Exercise instructions = Return the lines below exactly as they appear, beginning with the first one and ending with the line that contains "positive clicks: (642, 802) (646, 676)", both included.

Dataset excerpts START

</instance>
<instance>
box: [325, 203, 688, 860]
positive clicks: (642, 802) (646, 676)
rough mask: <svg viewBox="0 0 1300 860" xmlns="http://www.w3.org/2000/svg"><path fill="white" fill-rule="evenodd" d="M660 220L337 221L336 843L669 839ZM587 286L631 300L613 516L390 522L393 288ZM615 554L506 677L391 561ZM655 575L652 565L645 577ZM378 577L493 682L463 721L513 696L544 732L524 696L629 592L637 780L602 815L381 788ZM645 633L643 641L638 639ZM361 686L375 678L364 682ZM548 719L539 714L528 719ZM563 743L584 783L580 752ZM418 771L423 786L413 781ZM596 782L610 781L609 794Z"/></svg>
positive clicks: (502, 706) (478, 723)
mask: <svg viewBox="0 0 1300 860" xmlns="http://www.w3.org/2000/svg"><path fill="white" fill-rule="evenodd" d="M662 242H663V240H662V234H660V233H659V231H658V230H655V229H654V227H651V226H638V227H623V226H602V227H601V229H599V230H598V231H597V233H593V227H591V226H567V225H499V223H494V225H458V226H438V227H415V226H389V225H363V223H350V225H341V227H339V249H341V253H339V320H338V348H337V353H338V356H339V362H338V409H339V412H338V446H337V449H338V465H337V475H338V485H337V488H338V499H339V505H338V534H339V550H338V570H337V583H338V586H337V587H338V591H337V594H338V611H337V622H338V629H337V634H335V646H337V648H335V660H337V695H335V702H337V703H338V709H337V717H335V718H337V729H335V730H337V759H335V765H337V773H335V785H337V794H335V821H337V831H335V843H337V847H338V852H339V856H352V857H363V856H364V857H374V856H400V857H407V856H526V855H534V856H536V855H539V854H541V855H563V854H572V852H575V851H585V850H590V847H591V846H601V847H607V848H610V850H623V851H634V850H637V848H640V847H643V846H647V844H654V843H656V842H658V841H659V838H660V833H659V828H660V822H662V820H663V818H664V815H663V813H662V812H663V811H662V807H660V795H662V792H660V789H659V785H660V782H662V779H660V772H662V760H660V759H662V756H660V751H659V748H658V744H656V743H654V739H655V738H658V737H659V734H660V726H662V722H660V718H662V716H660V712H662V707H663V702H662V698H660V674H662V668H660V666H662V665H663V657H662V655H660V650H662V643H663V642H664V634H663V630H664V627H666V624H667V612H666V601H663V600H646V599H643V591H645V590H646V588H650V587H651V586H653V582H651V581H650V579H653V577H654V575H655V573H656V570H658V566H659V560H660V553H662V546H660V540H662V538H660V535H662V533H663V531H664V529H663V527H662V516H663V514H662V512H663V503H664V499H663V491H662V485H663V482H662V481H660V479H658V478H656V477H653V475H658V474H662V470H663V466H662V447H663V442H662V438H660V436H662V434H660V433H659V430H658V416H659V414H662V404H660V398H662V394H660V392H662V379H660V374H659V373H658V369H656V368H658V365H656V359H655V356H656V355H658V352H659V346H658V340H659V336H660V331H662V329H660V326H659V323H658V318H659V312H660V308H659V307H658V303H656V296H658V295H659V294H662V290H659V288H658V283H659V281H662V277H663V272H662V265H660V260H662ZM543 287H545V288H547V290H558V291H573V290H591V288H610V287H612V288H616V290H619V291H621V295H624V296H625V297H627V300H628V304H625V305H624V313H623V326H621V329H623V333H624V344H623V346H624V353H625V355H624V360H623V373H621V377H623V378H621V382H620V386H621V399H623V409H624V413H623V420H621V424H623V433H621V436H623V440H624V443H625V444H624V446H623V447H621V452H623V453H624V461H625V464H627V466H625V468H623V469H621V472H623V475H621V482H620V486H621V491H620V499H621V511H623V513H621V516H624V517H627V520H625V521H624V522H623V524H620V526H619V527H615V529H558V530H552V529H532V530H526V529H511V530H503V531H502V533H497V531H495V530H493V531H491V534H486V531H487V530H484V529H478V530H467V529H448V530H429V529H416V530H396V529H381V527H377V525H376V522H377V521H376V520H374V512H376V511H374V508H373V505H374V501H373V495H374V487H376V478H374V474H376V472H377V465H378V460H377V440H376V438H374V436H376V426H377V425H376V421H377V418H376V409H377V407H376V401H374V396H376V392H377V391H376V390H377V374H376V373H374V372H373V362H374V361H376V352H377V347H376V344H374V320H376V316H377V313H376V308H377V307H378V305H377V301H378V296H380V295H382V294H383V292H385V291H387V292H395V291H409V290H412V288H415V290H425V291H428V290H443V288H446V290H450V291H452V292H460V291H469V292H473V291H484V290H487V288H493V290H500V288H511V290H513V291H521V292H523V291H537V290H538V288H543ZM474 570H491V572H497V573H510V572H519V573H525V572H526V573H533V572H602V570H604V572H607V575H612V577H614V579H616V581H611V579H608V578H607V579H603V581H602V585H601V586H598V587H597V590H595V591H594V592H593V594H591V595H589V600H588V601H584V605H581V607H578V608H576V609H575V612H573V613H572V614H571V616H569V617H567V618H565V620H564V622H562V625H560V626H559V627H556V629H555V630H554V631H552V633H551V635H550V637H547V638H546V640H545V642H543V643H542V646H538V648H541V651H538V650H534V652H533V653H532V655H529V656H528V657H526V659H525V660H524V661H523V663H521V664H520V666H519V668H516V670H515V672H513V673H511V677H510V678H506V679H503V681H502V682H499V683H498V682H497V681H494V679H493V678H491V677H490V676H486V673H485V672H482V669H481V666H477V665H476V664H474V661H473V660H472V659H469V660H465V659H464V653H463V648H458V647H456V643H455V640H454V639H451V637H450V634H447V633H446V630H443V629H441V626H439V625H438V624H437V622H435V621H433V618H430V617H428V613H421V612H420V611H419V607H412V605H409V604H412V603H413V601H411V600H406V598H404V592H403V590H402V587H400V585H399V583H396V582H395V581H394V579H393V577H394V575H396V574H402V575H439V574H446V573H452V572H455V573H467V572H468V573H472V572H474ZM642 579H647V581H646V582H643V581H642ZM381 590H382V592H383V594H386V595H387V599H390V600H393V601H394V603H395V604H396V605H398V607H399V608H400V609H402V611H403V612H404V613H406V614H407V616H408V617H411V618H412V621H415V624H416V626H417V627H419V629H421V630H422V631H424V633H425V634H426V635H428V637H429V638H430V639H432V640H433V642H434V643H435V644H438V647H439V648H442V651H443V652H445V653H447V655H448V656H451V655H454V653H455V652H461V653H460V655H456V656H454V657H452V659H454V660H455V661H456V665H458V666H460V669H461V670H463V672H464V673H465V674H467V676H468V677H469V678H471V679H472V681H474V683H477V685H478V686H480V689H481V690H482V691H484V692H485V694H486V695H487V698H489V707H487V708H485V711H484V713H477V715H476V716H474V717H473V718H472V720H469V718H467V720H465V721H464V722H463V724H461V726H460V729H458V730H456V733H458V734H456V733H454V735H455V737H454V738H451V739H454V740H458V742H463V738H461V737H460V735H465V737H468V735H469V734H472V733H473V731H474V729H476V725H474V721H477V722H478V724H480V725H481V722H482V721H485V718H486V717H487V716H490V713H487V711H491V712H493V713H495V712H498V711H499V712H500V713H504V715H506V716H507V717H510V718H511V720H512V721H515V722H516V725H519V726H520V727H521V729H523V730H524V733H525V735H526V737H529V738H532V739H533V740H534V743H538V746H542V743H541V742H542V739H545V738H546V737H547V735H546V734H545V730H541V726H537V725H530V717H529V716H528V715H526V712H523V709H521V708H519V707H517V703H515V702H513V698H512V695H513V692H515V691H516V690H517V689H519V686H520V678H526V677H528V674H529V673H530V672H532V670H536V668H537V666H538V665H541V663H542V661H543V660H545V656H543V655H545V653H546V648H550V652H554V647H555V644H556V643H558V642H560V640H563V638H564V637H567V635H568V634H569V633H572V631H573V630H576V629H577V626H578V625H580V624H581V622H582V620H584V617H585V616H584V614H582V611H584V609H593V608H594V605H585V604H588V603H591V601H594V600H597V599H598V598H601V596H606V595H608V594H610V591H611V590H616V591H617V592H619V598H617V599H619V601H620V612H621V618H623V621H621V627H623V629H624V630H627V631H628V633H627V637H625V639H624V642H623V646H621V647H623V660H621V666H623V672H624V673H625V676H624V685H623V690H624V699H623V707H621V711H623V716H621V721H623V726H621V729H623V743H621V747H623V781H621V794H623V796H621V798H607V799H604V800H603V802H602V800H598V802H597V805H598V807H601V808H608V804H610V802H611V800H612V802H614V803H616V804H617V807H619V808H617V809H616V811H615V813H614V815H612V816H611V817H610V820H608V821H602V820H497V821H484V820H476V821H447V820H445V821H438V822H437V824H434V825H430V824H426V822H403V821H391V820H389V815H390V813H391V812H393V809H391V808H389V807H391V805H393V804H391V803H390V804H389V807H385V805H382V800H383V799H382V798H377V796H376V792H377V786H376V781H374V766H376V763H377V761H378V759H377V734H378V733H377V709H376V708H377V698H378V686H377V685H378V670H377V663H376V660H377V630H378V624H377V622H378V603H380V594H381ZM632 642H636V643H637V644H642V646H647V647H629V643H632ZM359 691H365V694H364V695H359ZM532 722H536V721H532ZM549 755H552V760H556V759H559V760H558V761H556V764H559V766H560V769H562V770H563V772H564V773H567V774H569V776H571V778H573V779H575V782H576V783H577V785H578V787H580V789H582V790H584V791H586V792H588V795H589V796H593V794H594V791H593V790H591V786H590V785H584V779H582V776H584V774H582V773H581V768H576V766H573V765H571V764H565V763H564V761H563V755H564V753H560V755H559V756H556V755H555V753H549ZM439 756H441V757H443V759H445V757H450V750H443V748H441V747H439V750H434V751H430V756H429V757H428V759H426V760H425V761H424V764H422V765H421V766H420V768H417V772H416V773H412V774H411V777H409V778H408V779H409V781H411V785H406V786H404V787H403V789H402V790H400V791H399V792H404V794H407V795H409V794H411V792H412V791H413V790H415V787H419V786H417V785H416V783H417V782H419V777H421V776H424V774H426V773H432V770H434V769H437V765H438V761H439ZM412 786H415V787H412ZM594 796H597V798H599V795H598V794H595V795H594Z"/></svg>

Dataset excerpts END

Answer to the problem =
</instance>
<instance>
box: [325, 203, 688, 860]
positive clicks: (642, 802) (646, 676)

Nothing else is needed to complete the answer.